**What the exercise asks:**
Could you rescale the rows from the line containing "Could you please point out the blue" through the last row, both ends included, and write out only those lines, requests and all? Multiply each coordinate in the answers by 1.6 and round to whole numbers with halves rounded up, leaving the requests unchanged.

══ Recorded data ══

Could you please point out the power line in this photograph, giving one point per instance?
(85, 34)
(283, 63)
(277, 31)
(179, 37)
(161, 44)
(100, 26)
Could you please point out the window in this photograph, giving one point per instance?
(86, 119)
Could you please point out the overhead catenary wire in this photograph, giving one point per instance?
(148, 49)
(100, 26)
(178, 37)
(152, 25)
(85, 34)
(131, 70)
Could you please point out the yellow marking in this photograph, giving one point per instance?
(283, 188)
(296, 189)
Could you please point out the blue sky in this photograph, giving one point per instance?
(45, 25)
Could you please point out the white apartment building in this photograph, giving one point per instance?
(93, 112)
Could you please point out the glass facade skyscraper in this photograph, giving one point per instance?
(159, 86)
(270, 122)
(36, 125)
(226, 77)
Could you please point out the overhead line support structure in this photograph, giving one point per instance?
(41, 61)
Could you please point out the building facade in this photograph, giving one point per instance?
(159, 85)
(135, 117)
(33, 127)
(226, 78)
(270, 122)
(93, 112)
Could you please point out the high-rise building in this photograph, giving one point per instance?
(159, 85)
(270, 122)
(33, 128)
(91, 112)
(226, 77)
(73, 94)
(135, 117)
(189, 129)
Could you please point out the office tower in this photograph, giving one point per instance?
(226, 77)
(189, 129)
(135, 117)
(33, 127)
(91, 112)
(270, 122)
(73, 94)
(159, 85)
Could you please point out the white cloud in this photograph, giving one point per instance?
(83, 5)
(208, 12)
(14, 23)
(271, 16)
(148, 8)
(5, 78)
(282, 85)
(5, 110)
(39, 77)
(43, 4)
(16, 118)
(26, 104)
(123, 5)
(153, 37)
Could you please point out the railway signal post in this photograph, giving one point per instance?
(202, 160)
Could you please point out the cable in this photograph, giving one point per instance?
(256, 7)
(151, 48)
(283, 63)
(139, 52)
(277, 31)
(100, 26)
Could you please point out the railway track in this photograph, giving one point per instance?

═══

**Worked solution:**
Could you please point out the blue sky in this photograph, giving one point per instance?
(72, 40)
Could you please point out the white apartment building in this photograph, giving one point per instance?
(149, 179)
Could you please point out the glass facade skyscraper in this photograph, giving one point per instance?
(254, 138)
(432, 195)
(58, 200)
(362, 123)
Could you please point out the overhead line support structure in this photograph, giving one point per instance?
(66, 98)
Could you please point out the building facade in this photograph, giving one point per instance?
(254, 136)
(216, 187)
(53, 203)
(362, 125)
(432, 195)
(149, 179)
Could you please point out the high-rise building in this photograph, giving one point per instance?
(254, 136)
(432, 195)
(53, 205)
(146, 179)
(362, 123)
(117, 150)
(216, 187)
(302, 206)
Could you please point out the office tower in this photograph, giving one point per instance?
(362, 123)
(302, 206)
(216, 187)
(53, 203)
(146, 179)
(432, 195)
(117, 150)
(254, 136)
Could you please point out the white cloud in this photograph, giving one point per instance?
(133, 8)
(333, 19)
(22, 37)
(434, 26)
(237, 13)
(8, 125)
(451, 136)
(8, 176)
(62, 123)
(69, 6)
(26, 189)
(42, 166)
(197, 8)
(245, 59)
Could you please point out the railway signal post in this photograph, giving one point per instance?
(323, 256)
Could you please point out the cable in this photograph, giving one point per instance?
(410, 11)
(242, 77)
(453, 101)
(222, 83)
(443, 50)
(160, 42)
Could you please point out the railway track in this photograph, giving one point per instance?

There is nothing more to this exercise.